*** Data for the task

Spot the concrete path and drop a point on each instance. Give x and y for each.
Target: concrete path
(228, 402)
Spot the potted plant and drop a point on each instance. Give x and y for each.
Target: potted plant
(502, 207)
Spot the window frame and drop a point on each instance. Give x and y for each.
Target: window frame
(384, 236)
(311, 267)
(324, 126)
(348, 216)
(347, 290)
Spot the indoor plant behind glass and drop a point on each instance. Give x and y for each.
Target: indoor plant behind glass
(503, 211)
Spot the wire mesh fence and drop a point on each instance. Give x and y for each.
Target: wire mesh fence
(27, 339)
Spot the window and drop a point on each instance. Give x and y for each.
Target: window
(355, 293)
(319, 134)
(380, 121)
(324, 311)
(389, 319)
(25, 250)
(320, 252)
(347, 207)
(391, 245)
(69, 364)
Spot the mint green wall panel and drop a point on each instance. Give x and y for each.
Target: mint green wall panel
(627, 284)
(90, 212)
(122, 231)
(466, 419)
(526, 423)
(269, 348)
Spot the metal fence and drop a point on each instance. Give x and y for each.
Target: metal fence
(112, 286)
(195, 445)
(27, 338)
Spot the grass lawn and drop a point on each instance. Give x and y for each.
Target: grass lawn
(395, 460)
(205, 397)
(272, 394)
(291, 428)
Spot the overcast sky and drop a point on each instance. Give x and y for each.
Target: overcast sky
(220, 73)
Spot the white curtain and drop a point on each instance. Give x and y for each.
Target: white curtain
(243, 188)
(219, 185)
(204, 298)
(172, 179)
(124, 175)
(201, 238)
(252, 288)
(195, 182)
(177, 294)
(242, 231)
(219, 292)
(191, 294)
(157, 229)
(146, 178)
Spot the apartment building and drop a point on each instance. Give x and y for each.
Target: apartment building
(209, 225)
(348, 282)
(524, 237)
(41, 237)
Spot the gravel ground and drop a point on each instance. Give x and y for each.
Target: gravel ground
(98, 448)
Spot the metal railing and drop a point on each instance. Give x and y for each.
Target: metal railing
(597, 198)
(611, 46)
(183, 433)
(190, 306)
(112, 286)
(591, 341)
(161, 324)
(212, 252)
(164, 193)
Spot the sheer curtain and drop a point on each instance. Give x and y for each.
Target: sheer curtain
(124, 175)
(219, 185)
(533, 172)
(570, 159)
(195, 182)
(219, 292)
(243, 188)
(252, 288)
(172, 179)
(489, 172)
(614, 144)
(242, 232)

******

Would you copy out all the entries above without changing a single character?

Spot the concrete path and drop a point on each instance. Give x and y for each.
Target: concrete path
(228, 402)
Spot the potted plant and drop a point on each instance. Give x and y for each.
Target: potted plant
(502, 207)
Spot the window frame and drop a point on each instance. Give x and y for each.
Target: window frame
(384, 236)
(311, 267)
(324, 126)
(348, 216)
(347, 290)
Spot the indoor plant behind glass and drop a point on each instance. Give x and y for each.
Target: indoor plant behind glass
(503, 211)
Spot the wire mesh fence and drop a point on each instance. Give x and y for each.
Target: wire mesh fence
(27, 339)
Spot the window and drop a point on each instance. Give x and y for each.
Target: window
(355, 293)
(319, 134)
(380, 121)
(324, 311)
(389, 319)
(25, 250)
(320, 252)
(347, 207)
(391, 245)
(69, 364)
Spot the mint green wall panel and drop a point on each instance. Give x and y for each.
Target: mint green wall panel
(627, 284)
(90, 212)
(122, 231)
(466, 419)
(526, 423)
(269, 348)
Spot the metal fence and drop a point on each instance. Give x and y for each.
Target: metal fence
(112, 286)
(195, 445)
(27, 338)
Spot the grass lawn and drop a point on each instance. Give x and y for each.
Target: grass lawn
(395, 460)
(205, 397)
(272, 394)
(291, 428)
Spot the overcast sky and drop a point on each instance. Give x and y for each.
Target: overcast sky
(220, 73)
Spot the white curtain and drop a point on each instance. Give x and y for each.
Target: white curtain
(243, 188)
(219, 185)
(204, 298)
(172, 179)
(124, 175)
(201, 238)
(252, 288)
(195, 182)
(177, 294)
(242, 231)
(219, 292)
(191, 294)
(157, 229)
(146, 178)
Spot the apartment building and drop a point on each instance. Give x and y for each.
Target: apartment building
(209, 225)
(348, 282)
(524, 237)
(41, 237)
Spot the gravel ground and drop a point on each instance. Give x and y for each.
Target: gravel ground
(98, 448)
Spot the metal railing and drop a point on each instance. Give x and y for each.
Target: metal railing
(597, 198)
(611, 46)
(183, 433)
(190, 306)
(112, 286)
(591, 341)
(161, 324)
(212, 252)
(164, 193)
Spot the sheer curtain and drop a point on each instance. Give x and y for each.
Target: sheer curtain
(124, 175)
(219, 185)
(533, 172)
(570, 159)
(195, 182)
(219, 292)
(243, 188)
(252, 288)
(172, 179)
(489, 172)
(614, 144)
(242, 232)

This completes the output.